:: Data shown

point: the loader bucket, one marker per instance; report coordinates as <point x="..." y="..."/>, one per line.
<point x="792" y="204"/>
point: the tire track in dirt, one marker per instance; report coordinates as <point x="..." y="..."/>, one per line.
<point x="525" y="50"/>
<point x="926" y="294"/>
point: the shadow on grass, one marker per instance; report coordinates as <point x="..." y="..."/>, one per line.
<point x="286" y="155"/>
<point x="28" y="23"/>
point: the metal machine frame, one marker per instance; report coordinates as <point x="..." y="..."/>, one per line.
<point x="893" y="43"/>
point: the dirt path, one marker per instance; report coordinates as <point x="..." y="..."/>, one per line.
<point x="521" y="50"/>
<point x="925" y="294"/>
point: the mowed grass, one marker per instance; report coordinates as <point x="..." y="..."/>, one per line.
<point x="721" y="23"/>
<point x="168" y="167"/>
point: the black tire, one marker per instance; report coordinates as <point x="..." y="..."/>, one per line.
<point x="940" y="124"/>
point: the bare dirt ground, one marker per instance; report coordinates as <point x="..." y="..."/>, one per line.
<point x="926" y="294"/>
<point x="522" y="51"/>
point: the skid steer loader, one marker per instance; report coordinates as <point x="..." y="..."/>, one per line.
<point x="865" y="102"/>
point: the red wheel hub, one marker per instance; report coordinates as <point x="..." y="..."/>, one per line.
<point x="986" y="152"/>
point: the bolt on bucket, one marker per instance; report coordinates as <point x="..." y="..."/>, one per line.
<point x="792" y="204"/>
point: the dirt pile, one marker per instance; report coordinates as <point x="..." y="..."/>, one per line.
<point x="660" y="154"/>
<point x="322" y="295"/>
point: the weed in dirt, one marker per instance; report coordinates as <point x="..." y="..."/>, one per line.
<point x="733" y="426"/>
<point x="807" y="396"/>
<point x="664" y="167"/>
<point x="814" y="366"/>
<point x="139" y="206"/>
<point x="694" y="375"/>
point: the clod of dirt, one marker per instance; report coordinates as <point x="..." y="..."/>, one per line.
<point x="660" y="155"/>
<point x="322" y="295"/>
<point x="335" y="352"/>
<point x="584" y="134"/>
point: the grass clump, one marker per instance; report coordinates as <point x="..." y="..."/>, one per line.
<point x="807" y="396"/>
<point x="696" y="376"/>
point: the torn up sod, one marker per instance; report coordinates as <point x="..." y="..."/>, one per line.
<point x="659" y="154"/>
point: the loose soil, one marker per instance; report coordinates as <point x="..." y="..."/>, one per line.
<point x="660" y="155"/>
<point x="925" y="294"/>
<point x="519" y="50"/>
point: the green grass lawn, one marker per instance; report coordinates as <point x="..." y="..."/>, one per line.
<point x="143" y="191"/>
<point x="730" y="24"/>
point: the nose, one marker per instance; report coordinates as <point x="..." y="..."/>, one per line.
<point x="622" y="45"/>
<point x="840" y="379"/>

::::

• **Problem details**
Your task is to quote all of the data word for word.

• **Written solution**
point: the loader bucket, one marker per instance; report coordinates as <point x="..." y="..."/>, one per line.
<point x="792" y="204"/>
point: the tire track in dirt, one marker per instance; report coordinates as <point x="..." y="..."/>, one per line.
<point x="525" y="50"/>
<point x="926" y="294"/>
point: the shadow on grass, one marker per instance; report coordinates as <point x="..." y="..."/>, one per line.
<point x="286" y="155"/>
<point x="28" y="23"/>
point: the metal machine frame, one marker per instance; report coordinates as <point x="..." y="..."/>, one per line.
<point x="893" y="43"/>
point: the dirt path, one marker per instance; report coordinates as <point x="..." y="..."/>, one per line.
<point x="521" y="50"/>
<point x="925" y="294"/>
point: the mowed grass, one marker per instance; report coordinates as <point x="..." y="..."/>, one per line.
<point x="721" y="23"/>
<point x="168" y="167"/>
point: the black tire, one marker per instance; report coordinates as <point x="..." y="..."/>, one per line.
<point x="940" y="124"/>
point: the bare dirt ground, one marker per instance; report coordinates as <point x="..." y="..."/>, one per line.
<point x="926" y="294"/>
<point x="522" y="51"/>
point: the skid steer loader, one marker per instance; report coordinates as <point x="..." y="..."/>, one per line.
<point x="865" y="102"/>
point: the red wheel hub, one marker per instance; report coordinates as <point x="..." y="..."/>, one per line.
<point x="986" y="152"/>
point: the bolt on bucket, one marker per instance; report coordinates as <point x="..." y="..."/>, one per line.
<point x="792" y="204"/>
point: the dirt pile, one marker per instance; report coordinates as <point x="..." y="..."/>, one per line.
<point x="660" y="154"/>
<point x="322" y="295"/>
point: the weed in dirt, one marker per instance; report coordinates as <point x="..." y="..."/>, one per line.
<point x="733" y="426"/>
<point x="807" y="396"/>
<point x="664" y="167"/>
<point x="814" y="366"/>
<point x="139" y="206"/>
<point x="694" y="375"/>
point: the clod of dirt, one marker per instance; report coordinates as <point x="..." y="..."/>, one per line.
<point x="660" y="155"/>
<point x="322" y="295"/>
<point x="335" y="352"/>
<point x="584" y="134"/>
point: the grass clump, one marker per instance; report coordinates as <point x="..." y="..."/>, one per line.
<point x="807" y="396"/>
<point x="696" y="376"/>
point: the torn up sod, one marker per instance; report coordinates as <point x="..." y="..."/>, one per line.
<point x="659" y="154"/>
point: the loose soil, one marker per instance; report coordinates as <point x="..." y="..."/>, one per line.
<point x="660" y="155"/>
<point x="925" y="294"/>
<point x="519" y="50"/>
point: the green grass lawn, one marker per instance; report coordinates as <point x="..." y="..."/>, one per line.
<point x="143" y="191"/>
<point x="730" y="24"/>
point: the nose, one marker per instance; report coordinates as <point x="..." y="..."/>, one per line.
<point x="622" y="45"/>
<point x="840" y="379"/>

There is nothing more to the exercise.